§ TASK TO COMPLETE
Copy out the part of the Waterford housing passage that starts with the words "These regulations provide" and ends after "these objections.", replacing each "objections" with "complaints".

§ SOURCE
===
These regulations provide for advertisement and notification of proposed
developments by the local authority to the general public and make provision
for the receiving of objections by members of the public and consideration of
these objections.
It
appears that on 16 February, 1998 at a meeting of Waterford Corporation a
decision was taken to embark on the statutory process necessary to build a
scheme of local authority houses at Logloss, Gracedieu. There is no doubt that
there was a need for increased provision of local authority housing in
Waterford; the waiting list for housing was long and few houses had been built
in recent years. Funds were available to carry out the proposed development. It
had become the policy of Waterford Corporation (as is indeed the general policy
of local authorities at present) to provide small areas of local authority
housing inter-mingled with private housing, rather than, as in the past,
creating large homogeneous areas of solely local authority housing. On 3 April,
1998 the Corporation published a Notice in accordance with Part X of the 1994
Regulations in the Waterford News and Star, a local newspaper. The
advertisement, which was prominently printed in bold type, was headed "Notice
of Proposed Development" and stated that Waterford Corporation proposed to
carry out a development consisting of the erection of 79 No houses together
with associated site development works at Logloss, Gracedieu, Waterford. In
addition it was set out that
"Plans
and particulars of the proposed development will be made available for
inspection each day, Monday to Friday, exclusive of public holidays, between
the hours of 9.00 am-12.30 pm and 2.00 pm-4.00 pm at the City Engineer's
Offices, the Mall, Waterford, during the period from 3 April 1998 to 4 May,
1998. Submissions or observations with respect to the proposed development,
dealing with the proper planning and development of the area in which the
proposed development would be situated, may be made in writing to Waterford
Corporation on or before 19 May, 1998."
On
30 April, 1998 the Applicant, on behalf of himself and a number of other
Gracedieu residents, wrote a lengthy and detailed letter to the City Manager,
Mr Breen, raising a number of objections to the proposed scheme. Detailed
objections were also lodged by the Hillview Residents' Association and by the
Gracedieu Residents! Group. A total of 99 letters of objection were received
from individual residents of the Gracedieu and Hillview areas.
===
§ STORED RECORDS
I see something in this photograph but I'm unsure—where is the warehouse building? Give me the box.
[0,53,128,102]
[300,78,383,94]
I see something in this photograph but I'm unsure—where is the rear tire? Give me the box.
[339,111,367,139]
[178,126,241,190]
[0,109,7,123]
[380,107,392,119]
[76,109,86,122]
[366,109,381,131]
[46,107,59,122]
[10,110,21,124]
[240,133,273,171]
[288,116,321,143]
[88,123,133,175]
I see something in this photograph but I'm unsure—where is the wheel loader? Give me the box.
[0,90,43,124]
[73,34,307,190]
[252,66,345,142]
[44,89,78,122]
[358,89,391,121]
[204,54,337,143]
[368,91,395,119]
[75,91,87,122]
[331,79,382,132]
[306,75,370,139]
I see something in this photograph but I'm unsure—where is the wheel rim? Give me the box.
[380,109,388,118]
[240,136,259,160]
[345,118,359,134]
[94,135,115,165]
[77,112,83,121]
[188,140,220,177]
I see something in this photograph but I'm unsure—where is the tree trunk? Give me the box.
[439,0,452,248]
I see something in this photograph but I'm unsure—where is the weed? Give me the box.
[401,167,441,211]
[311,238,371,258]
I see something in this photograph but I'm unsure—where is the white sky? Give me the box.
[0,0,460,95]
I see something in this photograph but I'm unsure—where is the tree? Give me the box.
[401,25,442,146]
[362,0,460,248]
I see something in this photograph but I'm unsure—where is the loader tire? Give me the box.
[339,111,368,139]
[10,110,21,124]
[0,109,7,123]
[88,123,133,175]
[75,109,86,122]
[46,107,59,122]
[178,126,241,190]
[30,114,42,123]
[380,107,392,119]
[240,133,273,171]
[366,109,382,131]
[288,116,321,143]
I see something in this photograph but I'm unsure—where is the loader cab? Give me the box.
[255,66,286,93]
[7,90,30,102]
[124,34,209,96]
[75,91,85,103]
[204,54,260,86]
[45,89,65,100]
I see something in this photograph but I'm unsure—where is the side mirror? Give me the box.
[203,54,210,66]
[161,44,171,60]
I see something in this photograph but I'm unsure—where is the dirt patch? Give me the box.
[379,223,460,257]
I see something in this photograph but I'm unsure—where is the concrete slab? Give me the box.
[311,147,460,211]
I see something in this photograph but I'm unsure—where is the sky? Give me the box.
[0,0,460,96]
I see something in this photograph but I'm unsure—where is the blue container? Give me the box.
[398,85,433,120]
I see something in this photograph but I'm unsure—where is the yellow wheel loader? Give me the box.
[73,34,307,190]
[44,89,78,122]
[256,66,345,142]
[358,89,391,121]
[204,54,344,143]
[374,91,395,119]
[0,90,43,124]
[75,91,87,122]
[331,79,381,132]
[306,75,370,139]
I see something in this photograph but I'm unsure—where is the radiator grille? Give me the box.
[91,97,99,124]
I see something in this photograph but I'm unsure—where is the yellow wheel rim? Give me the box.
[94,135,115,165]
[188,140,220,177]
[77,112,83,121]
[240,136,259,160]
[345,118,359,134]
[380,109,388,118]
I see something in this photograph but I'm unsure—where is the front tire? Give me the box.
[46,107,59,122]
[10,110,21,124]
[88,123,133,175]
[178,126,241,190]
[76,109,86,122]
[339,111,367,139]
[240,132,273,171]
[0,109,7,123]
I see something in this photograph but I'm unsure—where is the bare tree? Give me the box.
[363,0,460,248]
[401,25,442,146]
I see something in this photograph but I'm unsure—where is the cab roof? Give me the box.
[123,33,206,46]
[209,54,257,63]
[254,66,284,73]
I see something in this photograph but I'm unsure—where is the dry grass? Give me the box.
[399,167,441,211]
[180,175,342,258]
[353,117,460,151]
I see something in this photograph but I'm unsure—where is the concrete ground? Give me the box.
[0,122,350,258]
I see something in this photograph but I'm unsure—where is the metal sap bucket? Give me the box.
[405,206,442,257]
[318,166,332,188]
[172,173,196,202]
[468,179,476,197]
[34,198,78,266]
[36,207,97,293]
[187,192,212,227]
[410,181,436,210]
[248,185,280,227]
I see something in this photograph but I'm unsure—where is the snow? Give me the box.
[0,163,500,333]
===
§ RESULT OF THE EXERCISE
These regulations provide for advertisement and notification of proposed
developments by the local authority to the general public and make provision
for the receiving of complaints by members of the public and consideration of
these complaints.